Trigonometry — benbridle.com

Notation

When writing down an angle, the convention is to give degrees to 1 decimal place, and radians to 4 significant figures.

Convert polar to rectangular coordinates

Where 0\degree \leq \theta \leq 90\degree:

x = r \cos \theta \\ y = r \sin \theta

When 90\degree \le \theta \leq 180\degree, we use 180\degree - \theta as the angle and negate the result:

x = -r \cos (180\degree - \theta) \\ y = r \sin \theta

The angle used must always be the acute angle made with the x axis. The following diagram shows which ratio is positive in each quadrant:

Finding angle of point to x-axis

Draw the point and angle on a pair of axis, label the opposite and adjacent with lengths (which are always positive), use \tan^{-1}(\frac{y}{x}) to find this angle, and then offset the angle to the correct quadrant as needed.

Definition of tan

\tan \theta = \frac{\sin \theta}{\cos \theta} = \frac{r \sin \theta}{r \cos \theta} = \frac{y}{x}

y = x \tan \theta

Convert between degrees and radians

To convert degrees to radians (equation looks like a d):

r = d \times \frac{\pi}{180}

To convert radians to degrees (equation looks like an r):

d = r \times \frac{180}{\pi}

We can also see this as converting the unit to turns and then converting from turns to the target unit. For radians to degrees, we divide by 2\pi (the number of radians in a turn), and then multiply by 360 (the number of degrees in a turn):

d = r \times \frac{360}{2\pi}

Calculate arc length

The arc length subtended by an angle of \theta radians in a circle of radius r is r \times \theta.

If the angle is given in degrees, first convert to radians.

Special triangles

The 1 : 1 : \sqrt{2} triangle has angles 45\degree and 45\degree (\frac{\pi}{4} and \frac{\pi}{4}).

The 1 : 2 : \sqrt{3} triangle has angles 30\degree and 60\degree (\frac{\pi}{6} and \frac{\pi}{3}).

Graphing the trigonometric functions

\sin has range [-1, 1], period 2\pi, and y-intercept 0.

\cos has range [-1, 1], period 2\pi, and y-intercept 1. It is the same as \sin shifted left by 90\degree.

\tan has period \pi, with y = 0 at each multiple of \pi and asymptotes midway between each multiple of \pi.

Inverse trigonometric functions

\theta = \sin^{-1} (\sin \theta) \\ \theta = \cos^{-1} (\cos \theta) \\ \theta = \tan^{-1} (\tan \theta)

Power notation

When the power is -1, the notation is overloaded to instead mean the corresponding inverse trigonometric function.

* [Dataset entries]
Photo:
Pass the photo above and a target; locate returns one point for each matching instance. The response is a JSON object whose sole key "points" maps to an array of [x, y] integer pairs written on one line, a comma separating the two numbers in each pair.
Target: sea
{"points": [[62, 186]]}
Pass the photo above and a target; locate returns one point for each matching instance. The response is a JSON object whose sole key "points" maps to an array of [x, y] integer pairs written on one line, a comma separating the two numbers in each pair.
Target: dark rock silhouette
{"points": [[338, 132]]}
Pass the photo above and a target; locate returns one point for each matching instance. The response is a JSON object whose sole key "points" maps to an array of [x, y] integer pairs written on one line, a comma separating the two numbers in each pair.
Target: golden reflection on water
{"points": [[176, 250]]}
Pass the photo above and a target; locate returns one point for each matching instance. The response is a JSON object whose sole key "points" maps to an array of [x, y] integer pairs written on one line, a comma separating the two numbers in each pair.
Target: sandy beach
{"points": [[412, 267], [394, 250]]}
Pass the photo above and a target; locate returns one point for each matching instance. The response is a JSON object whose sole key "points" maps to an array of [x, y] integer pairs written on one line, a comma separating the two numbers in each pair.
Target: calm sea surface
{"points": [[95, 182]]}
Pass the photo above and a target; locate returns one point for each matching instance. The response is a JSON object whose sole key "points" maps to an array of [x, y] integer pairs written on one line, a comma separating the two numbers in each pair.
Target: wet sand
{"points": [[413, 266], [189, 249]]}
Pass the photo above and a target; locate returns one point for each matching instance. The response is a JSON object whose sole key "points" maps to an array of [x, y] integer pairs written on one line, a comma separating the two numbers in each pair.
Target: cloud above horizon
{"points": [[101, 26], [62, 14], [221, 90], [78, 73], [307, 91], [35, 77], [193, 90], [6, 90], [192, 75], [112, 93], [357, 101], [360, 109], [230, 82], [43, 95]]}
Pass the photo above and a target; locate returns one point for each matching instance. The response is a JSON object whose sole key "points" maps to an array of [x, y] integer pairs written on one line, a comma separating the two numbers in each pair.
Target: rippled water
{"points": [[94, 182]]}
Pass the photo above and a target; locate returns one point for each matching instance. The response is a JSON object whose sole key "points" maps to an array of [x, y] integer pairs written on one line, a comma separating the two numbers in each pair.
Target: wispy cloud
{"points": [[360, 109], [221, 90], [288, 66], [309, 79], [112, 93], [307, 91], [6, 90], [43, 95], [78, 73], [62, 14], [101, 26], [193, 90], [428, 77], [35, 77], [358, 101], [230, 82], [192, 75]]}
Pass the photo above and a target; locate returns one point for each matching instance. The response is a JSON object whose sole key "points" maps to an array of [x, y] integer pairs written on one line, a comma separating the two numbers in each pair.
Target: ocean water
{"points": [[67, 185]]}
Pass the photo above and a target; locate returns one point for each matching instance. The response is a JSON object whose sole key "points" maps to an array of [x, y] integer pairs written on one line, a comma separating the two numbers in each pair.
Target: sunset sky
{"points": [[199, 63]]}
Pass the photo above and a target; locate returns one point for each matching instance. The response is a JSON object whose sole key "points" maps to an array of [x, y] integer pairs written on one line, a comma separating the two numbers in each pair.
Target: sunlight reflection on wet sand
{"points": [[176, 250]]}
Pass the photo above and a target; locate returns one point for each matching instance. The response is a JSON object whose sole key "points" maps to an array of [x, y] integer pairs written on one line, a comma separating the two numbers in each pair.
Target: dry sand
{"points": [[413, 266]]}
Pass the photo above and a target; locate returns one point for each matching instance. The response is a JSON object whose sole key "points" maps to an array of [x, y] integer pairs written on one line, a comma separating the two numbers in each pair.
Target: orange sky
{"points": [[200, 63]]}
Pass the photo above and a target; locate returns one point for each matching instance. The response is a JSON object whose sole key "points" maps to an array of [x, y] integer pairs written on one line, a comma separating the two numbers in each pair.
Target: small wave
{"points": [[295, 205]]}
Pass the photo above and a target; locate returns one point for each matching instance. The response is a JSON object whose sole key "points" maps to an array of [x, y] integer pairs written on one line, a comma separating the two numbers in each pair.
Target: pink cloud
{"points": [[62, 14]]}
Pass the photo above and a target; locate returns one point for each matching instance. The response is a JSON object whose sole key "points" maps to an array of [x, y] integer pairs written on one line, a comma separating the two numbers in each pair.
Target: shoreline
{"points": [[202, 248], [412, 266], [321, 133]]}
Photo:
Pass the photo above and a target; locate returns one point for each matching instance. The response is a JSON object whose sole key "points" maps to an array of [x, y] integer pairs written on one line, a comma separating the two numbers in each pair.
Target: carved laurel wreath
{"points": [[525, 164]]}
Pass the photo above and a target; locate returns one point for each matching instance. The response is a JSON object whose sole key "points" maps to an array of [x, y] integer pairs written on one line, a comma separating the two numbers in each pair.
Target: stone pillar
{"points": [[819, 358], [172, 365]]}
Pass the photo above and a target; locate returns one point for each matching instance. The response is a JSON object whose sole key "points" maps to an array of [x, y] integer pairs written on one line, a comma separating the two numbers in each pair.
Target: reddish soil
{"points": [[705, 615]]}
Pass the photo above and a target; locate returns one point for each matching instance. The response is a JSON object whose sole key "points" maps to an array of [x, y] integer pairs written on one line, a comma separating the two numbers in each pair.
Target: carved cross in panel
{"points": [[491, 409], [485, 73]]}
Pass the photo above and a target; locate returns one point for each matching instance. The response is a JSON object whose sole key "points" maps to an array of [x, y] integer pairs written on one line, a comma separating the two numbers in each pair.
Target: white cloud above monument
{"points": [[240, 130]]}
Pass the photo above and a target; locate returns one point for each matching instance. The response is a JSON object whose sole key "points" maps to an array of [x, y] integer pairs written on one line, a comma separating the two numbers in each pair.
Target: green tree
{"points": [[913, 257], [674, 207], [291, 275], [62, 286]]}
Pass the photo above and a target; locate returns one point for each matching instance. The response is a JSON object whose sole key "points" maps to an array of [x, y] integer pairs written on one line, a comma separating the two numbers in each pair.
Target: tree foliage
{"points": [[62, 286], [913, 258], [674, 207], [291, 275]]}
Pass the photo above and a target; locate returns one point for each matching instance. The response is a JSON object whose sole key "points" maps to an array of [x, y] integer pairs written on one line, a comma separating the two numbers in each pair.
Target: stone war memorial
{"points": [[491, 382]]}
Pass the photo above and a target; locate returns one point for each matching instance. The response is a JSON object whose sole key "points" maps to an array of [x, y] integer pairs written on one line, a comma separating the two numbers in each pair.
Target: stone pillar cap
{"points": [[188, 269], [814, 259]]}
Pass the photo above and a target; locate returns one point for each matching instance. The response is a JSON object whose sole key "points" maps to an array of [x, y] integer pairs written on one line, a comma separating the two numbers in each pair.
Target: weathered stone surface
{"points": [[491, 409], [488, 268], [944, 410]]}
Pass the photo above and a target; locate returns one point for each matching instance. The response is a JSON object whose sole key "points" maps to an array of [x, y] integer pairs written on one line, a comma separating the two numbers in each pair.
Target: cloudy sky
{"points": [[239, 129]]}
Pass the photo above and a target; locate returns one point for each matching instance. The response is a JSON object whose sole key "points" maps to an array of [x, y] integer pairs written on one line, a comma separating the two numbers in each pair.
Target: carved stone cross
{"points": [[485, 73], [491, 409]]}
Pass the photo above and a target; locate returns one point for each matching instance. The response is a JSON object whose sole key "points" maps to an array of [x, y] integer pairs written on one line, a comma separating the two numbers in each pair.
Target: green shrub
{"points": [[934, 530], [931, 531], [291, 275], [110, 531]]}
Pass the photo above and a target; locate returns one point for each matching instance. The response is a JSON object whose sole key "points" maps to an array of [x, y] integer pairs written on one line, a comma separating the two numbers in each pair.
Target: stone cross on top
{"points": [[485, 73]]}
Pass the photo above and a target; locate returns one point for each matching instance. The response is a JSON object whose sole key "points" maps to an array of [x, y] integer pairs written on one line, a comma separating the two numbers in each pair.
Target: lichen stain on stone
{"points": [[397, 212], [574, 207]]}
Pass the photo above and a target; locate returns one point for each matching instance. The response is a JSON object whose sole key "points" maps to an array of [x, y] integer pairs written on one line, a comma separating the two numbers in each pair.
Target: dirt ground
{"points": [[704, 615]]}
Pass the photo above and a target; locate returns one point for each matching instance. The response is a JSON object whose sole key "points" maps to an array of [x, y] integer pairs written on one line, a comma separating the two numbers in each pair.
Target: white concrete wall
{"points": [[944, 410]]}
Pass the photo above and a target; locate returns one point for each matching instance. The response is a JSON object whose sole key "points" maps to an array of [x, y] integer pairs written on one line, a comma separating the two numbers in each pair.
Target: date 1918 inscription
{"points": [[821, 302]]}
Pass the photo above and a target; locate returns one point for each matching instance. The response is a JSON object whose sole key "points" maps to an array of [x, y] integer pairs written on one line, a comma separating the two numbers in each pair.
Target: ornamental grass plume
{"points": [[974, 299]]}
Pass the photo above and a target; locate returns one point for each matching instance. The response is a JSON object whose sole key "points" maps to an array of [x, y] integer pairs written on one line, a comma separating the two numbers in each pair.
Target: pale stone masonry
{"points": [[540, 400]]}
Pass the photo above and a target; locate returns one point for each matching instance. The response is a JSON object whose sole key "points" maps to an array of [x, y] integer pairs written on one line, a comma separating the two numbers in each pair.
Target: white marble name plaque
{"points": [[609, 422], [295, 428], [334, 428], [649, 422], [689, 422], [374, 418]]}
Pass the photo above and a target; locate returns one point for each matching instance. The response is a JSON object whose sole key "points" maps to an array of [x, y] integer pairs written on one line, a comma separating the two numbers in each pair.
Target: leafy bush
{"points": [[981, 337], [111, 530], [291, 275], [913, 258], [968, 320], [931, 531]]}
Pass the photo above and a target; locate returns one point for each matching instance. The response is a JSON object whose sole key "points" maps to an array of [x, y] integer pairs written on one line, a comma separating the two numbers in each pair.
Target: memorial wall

* [Required task 1] According to the trigonometry notes, to how many significant figures is an angle in radians conventionally written?
* [Required task 2] Resume the trigonometry notes, picking up after their final sentence.
The records come from a separate source.

* [Task answer 1] To 4 significant figures.

* [Task answer 2]
\sin^{n} \theta = (\sin \theta)^{n}

Solving trigonometric equations

Take the following equation:

\cos \theta = -0.4

We start by drawing the line x = -0.4 over the unit circle. If the function were \sin, we’d draw y = -0.4. If the function were \tan, we’d draw y = 0.4x (from \frac{y}{x} = 0.4). Mark the two intersection points, and draw radii to them. We’re looking for the angles to each of those radii from the positive x-axis.

Next, calculate the closest angle to either radii from the x-axis with \arccos(0.4). We drop the sign here, because the inverse functions only act in the first quadrant. This yields 1.159 (to 4 significant figures). If the ratio can be found on one of the special triangles, it’s best to use it to find the angle in terms of \pi.

Finally, we offset the angle into the correct quadrants and find x to be \pi - 1.159, \pi + 1.159. The MATHS 102 coursebook rounds the angles immediately, not waiting until the end.

Addition identities

How to derive these identities

\sin(x+y) = \sin x \cos y + \cos x \sin y \\ \sin(x-y) = \sin x \cos y - \cos x \sin y

\cos(x+y) = \cos x \cos y - \sin x \sin y \\ \cos(x-y) = \cos x \cos y + \sin x \sin y

\tan(x+y) = \frac{\tan x + \tan y}{1 - \tan x \tan y}

\tan(x-y) = \frac{\tan x - \tan y}{1 + \tan x \tan y}

When solving a \tan equation, if either x or y is not defined, use the following instead:

\tan(x-y) = \frac{\sin(x-y)}{\cos(x-y)}

When deriving the \tan equation from \tan\theta = \frac{\sin\theta}{\cos\theta}, expand the \sin and \cos as above, and then split the terms and divide every term in the fraction by \cos\theta\cos\phi. Finally, cancel factors and simplify.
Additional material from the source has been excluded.